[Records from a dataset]
━━━━━━━━━━
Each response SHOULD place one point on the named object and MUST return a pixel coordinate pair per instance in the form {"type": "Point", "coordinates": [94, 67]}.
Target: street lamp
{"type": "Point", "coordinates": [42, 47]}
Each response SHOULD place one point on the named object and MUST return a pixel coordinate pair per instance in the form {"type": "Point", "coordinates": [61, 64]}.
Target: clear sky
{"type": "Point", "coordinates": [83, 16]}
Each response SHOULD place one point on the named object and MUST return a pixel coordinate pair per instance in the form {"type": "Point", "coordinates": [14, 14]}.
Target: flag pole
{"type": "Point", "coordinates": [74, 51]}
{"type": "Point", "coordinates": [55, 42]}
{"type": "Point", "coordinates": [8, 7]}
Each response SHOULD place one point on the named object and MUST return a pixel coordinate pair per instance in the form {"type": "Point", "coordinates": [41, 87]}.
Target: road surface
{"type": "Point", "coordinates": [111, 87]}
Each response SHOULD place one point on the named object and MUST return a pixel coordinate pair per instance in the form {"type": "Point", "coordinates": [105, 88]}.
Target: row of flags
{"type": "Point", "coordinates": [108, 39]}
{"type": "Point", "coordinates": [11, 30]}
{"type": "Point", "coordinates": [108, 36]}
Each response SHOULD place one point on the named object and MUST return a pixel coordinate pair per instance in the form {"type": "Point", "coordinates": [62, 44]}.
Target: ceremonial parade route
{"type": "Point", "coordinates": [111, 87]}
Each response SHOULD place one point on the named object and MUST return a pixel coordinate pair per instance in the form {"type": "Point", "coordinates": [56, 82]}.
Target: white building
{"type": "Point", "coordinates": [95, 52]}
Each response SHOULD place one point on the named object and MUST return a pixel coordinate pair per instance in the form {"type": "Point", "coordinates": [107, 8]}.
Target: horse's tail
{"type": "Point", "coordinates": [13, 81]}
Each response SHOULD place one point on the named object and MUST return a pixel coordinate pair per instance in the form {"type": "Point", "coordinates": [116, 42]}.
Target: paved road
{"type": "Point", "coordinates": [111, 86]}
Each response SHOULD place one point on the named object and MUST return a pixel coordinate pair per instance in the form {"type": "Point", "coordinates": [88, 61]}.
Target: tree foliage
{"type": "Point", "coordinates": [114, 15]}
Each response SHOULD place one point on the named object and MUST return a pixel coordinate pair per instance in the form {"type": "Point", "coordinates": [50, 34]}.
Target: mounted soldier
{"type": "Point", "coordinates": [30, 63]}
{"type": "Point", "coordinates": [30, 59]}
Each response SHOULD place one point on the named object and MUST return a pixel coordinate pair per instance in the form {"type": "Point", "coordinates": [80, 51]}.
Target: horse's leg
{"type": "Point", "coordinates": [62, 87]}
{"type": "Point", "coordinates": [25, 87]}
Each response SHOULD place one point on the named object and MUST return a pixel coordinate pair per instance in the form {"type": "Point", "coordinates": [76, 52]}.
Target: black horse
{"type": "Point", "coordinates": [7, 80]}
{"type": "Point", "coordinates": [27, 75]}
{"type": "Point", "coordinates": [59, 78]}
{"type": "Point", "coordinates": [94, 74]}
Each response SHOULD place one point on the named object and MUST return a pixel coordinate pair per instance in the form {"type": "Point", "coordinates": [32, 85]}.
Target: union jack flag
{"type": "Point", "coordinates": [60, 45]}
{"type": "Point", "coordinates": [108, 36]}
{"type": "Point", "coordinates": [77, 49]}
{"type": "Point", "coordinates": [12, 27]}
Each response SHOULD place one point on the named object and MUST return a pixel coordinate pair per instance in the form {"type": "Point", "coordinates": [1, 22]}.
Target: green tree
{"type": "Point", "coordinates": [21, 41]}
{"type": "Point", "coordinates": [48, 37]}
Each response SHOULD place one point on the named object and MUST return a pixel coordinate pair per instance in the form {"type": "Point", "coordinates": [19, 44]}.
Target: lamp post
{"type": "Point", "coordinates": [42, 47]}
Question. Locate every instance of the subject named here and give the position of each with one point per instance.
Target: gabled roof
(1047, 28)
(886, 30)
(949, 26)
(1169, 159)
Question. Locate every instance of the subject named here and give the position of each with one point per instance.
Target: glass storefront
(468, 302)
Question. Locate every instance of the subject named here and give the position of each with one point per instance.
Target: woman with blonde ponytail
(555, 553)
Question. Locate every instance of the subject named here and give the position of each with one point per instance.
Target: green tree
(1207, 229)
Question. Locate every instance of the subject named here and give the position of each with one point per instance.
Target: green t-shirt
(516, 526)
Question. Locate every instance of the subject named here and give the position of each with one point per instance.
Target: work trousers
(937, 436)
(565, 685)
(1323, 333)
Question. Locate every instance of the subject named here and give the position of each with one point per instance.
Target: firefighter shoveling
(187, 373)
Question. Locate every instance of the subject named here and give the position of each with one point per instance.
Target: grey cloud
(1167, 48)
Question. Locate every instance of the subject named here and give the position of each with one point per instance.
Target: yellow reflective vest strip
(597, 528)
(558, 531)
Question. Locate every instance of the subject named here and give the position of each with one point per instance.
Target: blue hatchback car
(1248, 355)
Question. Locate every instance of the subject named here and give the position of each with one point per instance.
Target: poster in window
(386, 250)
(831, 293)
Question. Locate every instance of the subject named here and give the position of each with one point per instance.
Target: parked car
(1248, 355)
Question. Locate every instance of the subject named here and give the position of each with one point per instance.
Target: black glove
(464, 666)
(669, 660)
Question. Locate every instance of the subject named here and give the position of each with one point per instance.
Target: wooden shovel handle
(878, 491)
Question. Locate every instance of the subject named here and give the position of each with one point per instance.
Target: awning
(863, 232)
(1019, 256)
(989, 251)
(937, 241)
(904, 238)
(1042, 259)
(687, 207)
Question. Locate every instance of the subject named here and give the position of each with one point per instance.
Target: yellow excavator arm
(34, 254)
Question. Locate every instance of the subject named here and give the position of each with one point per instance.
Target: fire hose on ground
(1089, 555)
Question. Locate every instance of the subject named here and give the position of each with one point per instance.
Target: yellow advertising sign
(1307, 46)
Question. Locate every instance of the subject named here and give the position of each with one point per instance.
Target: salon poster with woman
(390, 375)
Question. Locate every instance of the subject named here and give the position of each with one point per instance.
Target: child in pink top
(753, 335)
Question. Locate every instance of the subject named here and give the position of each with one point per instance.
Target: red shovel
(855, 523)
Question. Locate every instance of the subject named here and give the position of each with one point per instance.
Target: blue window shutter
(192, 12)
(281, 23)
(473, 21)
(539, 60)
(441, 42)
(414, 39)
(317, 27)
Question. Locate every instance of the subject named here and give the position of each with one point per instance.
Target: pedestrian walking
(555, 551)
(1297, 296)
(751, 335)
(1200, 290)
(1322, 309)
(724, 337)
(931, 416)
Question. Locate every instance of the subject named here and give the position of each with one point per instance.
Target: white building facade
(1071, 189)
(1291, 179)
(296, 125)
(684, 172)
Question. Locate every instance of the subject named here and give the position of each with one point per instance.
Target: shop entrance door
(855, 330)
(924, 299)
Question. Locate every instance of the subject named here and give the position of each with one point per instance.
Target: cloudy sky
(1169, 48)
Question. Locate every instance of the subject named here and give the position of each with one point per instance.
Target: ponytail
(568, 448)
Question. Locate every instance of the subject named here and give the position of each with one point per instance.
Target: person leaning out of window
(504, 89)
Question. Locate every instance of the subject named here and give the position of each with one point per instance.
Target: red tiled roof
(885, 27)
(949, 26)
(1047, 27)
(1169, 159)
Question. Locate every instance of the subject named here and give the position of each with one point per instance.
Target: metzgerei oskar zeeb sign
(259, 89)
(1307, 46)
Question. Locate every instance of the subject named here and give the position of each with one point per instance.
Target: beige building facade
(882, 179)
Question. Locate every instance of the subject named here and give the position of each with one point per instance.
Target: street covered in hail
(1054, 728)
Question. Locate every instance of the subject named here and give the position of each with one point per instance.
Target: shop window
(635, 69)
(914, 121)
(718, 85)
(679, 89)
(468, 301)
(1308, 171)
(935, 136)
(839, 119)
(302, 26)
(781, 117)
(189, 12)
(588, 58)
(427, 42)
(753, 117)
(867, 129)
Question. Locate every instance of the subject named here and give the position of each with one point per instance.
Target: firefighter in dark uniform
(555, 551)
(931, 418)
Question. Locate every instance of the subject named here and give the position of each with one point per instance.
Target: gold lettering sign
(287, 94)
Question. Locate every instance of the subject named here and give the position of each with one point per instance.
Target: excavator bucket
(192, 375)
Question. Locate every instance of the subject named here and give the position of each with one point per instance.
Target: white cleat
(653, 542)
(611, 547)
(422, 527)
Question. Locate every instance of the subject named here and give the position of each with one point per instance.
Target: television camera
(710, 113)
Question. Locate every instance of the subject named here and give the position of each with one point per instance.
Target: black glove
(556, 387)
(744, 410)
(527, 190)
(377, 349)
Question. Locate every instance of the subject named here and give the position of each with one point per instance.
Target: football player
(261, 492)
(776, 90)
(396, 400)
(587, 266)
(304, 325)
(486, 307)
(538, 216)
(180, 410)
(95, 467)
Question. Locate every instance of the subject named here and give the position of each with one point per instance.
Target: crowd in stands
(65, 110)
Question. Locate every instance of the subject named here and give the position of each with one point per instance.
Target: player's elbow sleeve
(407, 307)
━━━━━━━━━━
_Exercise goal_.
Count the lines in the listing above that contain the string "excavator", and give only the number.

_The response_.
2